- [Exercise details] Retype, word for word, the lines below, starting with the line that contains "any white surf" and continuing through the final line.

**** Material

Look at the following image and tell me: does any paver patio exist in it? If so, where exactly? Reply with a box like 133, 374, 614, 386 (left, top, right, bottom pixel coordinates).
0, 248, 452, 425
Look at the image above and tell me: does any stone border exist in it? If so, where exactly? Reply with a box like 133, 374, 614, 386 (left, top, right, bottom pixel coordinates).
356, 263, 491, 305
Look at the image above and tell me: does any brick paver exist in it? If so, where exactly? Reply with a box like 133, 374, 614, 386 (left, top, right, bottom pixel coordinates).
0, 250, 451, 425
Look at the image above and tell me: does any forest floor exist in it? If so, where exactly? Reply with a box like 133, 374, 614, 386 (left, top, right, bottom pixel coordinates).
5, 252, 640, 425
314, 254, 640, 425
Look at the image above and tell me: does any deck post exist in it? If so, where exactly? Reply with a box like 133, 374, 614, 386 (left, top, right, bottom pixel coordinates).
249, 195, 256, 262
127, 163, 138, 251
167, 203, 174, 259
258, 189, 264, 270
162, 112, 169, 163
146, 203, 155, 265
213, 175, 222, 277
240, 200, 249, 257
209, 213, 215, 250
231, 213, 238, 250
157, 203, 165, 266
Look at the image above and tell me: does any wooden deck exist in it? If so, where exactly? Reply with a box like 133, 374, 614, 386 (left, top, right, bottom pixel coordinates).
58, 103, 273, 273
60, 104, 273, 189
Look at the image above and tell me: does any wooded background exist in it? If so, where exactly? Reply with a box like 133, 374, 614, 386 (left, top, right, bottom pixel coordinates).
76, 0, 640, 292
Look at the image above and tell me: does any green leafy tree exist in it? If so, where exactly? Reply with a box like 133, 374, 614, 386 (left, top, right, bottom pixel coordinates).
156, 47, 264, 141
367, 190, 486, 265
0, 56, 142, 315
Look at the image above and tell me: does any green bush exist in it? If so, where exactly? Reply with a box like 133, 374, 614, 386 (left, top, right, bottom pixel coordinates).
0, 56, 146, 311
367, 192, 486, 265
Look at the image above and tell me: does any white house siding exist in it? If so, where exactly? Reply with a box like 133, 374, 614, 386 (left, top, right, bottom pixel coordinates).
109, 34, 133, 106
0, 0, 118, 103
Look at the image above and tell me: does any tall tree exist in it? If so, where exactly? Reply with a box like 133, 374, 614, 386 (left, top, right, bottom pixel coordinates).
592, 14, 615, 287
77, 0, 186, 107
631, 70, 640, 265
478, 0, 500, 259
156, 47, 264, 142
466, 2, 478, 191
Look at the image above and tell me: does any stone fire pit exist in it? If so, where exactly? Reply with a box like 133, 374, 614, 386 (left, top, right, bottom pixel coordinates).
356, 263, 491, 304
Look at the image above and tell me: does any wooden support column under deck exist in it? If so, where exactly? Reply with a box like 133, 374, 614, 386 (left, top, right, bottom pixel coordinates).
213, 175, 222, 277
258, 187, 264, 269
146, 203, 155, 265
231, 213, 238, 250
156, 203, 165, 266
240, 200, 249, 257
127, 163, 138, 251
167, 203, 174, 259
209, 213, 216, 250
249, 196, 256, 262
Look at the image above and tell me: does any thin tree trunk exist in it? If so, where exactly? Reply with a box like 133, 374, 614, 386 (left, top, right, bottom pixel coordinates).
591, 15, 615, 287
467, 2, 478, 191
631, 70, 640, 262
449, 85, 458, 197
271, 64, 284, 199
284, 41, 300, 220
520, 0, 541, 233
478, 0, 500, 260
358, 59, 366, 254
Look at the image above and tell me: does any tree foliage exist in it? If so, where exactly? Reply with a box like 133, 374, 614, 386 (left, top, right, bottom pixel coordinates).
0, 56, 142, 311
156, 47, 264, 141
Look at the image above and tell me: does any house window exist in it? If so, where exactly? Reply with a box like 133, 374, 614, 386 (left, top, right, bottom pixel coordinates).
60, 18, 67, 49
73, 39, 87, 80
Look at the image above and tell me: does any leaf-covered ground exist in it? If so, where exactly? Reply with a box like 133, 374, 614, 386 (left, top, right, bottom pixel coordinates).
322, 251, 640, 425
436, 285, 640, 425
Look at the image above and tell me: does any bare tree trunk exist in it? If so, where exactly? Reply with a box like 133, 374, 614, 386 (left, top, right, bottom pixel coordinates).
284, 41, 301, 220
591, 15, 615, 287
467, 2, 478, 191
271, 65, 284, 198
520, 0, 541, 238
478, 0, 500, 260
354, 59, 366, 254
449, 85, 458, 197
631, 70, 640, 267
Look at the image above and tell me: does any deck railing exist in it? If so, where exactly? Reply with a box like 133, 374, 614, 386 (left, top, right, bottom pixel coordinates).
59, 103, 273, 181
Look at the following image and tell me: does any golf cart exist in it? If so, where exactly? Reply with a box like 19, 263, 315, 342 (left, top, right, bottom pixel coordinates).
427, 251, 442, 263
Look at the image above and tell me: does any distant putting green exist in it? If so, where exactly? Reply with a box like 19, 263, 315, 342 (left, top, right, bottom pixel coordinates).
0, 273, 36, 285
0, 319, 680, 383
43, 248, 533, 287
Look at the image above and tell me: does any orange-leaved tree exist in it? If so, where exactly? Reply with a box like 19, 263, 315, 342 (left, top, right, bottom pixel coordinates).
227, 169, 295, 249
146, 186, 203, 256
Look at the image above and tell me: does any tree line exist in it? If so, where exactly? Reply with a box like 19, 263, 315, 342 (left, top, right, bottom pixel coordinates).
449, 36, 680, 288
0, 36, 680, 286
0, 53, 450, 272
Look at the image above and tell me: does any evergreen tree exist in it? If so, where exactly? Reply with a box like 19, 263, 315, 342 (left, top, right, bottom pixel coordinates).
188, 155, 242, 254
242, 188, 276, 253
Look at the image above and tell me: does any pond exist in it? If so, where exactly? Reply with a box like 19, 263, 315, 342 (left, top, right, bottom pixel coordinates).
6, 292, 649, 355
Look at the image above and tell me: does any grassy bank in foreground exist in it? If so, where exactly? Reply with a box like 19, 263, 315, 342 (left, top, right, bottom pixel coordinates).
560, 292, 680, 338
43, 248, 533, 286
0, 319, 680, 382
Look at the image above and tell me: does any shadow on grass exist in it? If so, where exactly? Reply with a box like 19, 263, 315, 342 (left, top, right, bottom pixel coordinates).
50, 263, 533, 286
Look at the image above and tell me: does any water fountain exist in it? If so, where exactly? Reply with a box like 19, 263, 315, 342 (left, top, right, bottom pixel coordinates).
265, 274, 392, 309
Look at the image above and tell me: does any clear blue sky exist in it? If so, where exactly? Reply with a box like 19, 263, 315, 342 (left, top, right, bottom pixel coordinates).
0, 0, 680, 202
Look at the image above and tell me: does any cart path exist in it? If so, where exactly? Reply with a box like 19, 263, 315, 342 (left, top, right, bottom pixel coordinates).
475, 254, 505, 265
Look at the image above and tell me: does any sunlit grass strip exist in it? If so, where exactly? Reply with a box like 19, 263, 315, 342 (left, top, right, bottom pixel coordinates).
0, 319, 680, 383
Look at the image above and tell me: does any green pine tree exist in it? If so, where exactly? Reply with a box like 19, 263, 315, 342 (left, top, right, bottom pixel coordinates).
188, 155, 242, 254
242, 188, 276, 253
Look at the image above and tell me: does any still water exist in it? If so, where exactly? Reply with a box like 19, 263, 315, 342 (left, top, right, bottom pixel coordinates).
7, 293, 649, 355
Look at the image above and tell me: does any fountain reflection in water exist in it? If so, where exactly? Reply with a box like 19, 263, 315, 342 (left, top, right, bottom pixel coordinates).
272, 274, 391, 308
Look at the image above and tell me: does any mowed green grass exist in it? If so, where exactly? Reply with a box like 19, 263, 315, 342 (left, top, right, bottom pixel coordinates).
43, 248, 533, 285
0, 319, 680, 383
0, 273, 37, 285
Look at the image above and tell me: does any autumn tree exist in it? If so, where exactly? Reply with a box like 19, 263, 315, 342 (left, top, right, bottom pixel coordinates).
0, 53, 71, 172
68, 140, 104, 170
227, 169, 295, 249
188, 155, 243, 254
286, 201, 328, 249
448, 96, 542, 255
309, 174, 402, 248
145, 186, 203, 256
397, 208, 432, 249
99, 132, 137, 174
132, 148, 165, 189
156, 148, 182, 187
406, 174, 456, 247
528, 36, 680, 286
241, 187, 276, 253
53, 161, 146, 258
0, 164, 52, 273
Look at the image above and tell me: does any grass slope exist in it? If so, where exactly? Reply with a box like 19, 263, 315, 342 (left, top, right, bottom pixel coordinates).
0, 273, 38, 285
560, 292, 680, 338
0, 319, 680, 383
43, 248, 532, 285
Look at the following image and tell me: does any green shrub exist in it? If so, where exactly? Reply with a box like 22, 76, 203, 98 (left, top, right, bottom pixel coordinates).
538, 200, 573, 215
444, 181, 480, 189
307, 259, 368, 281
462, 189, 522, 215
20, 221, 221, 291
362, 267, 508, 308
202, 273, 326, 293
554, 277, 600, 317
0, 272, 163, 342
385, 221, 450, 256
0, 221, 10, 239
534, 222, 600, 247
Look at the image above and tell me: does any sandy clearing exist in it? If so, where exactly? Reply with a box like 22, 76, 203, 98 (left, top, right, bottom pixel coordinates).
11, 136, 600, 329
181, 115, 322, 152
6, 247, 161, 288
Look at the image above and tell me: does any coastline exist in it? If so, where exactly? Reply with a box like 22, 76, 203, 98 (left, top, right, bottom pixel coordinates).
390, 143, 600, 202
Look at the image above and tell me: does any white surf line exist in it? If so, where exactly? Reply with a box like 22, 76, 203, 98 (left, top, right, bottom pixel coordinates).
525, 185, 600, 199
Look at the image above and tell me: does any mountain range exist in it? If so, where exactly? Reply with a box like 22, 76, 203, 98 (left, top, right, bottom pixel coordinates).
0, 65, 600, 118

********

- [Final result]
Look at the image above and tell me: does any white surf line exist in it? If so, where exactly? Reply with a box like 22, 76, 203, 98 (left, top, right, bottom pixel coordinates).
525, 185, 600, 199
Look at the image above and tell me: does any mountain range exist in it? If so, where exactly? Reply with a box like 22, 76, 203, 98 (left, top, right, bottom pixel coordinates).
0, 65, 600, 118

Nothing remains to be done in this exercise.